→ What is needed
Locate every line in the records below that contains the word "plant", and copy each one.

→ The input
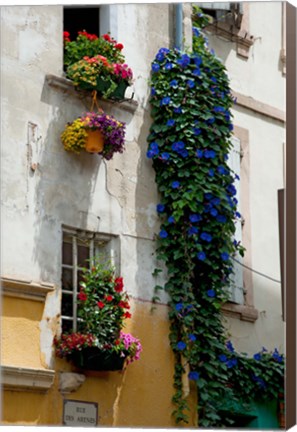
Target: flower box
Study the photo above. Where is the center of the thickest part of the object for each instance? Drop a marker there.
(93, 358)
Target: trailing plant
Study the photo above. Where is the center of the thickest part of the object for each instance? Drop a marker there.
(189, 142)
(102, 308)
(75, 134)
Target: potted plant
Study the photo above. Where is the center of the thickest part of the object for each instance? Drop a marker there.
(94, 63)
(103, 306)
(95, 132)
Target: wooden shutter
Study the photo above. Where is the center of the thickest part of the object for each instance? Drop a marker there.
(236, 289)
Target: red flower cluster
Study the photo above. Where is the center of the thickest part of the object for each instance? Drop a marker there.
(88, 35)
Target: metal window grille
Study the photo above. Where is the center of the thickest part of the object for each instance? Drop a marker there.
(78, 252)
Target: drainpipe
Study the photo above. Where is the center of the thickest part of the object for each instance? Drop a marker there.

→ Output for this task
Target: trailing plant
Target: potted plant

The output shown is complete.